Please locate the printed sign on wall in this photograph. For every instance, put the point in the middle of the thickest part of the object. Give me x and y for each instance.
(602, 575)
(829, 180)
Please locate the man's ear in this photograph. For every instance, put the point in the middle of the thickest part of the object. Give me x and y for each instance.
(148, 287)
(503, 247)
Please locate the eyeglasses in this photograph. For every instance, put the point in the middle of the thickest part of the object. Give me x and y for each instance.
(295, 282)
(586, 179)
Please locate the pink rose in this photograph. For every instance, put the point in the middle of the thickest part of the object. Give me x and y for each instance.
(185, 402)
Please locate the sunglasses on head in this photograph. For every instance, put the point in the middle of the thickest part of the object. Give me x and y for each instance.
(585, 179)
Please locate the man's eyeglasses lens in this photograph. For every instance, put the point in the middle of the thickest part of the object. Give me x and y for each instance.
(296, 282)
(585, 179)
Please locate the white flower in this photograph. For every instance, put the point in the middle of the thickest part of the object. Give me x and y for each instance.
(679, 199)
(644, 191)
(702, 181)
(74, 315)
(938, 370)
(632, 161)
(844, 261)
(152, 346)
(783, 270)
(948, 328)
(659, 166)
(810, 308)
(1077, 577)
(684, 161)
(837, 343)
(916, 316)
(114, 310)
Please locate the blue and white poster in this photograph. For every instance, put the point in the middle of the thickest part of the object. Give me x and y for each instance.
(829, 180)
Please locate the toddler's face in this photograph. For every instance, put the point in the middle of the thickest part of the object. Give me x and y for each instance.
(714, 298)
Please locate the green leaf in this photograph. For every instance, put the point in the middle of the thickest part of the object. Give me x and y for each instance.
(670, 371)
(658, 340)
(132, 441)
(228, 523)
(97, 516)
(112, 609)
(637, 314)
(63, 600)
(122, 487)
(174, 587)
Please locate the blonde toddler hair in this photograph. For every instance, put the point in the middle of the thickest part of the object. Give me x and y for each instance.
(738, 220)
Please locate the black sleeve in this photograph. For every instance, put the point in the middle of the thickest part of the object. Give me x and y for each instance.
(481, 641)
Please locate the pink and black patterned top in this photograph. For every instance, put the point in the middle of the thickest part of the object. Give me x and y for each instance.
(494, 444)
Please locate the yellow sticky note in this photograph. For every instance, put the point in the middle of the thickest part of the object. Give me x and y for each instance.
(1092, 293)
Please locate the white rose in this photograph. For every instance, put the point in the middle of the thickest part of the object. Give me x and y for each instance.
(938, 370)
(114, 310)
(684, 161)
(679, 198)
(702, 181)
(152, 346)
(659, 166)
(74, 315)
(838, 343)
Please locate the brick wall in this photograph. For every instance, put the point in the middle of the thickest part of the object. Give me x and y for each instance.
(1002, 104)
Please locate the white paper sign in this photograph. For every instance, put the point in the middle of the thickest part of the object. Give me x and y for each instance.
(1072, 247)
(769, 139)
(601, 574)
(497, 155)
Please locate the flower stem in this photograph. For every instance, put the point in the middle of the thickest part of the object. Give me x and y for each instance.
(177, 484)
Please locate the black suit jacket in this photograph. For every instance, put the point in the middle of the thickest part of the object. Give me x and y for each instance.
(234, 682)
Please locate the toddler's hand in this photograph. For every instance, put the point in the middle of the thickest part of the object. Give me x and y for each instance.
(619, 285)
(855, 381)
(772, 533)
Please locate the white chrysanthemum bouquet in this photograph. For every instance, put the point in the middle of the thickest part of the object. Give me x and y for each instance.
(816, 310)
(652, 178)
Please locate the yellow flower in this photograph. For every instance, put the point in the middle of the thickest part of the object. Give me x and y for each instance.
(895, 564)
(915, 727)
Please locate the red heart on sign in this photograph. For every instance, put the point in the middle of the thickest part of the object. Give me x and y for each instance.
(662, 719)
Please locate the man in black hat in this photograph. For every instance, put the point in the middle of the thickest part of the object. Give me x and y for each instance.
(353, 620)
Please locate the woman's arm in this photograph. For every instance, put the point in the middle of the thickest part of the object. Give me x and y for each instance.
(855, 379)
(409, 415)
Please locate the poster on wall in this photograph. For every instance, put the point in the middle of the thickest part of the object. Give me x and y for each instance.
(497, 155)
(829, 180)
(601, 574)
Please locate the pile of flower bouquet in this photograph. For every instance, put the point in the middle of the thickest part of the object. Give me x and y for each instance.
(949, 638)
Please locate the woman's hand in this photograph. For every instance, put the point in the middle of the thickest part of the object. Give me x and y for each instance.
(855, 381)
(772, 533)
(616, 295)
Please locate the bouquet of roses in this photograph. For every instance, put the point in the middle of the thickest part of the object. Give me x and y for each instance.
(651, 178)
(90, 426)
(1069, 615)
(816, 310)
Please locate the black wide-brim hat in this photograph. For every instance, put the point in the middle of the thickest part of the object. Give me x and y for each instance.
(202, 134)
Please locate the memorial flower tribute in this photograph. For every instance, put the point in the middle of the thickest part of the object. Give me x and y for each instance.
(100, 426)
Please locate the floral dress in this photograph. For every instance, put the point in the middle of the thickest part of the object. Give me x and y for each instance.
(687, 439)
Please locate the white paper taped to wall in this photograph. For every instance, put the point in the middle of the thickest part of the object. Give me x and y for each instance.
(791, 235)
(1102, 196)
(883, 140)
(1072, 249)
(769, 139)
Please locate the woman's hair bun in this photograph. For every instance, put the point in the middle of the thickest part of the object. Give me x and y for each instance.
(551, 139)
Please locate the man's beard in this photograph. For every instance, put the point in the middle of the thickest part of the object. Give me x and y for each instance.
####
• [YOUR INSTRUCTIONS]: Starting with the line that holds "Please locate the floral", copy each remaining line of the listing above exactly, through the last one.

• [ANSWER TO THIS PROBLEM]:
Please locate the floral dress in this photograph. For every instance, put the point in the middle of the thickest part of the object. Give me x and y for each instance.
(687, 439)
Please locate the white paper taped to wall in this photograph. For every instance, put the point in the middle of the thickest part of the object. Give me x and y for each instance.
(791, 235)
(1102, 196)
(883, 140)
(1072, 249)
(769, 139)
Please locate the woman's hair bun in this photograph. For every instance, put the point in the middle of the thickest part of the object. Give me x and y for each instance.
(551, 139)
Please locate the man's beard in this photograph. For every instance, put the point in the middle of the thickest part of the object. Give me x and y for each instance.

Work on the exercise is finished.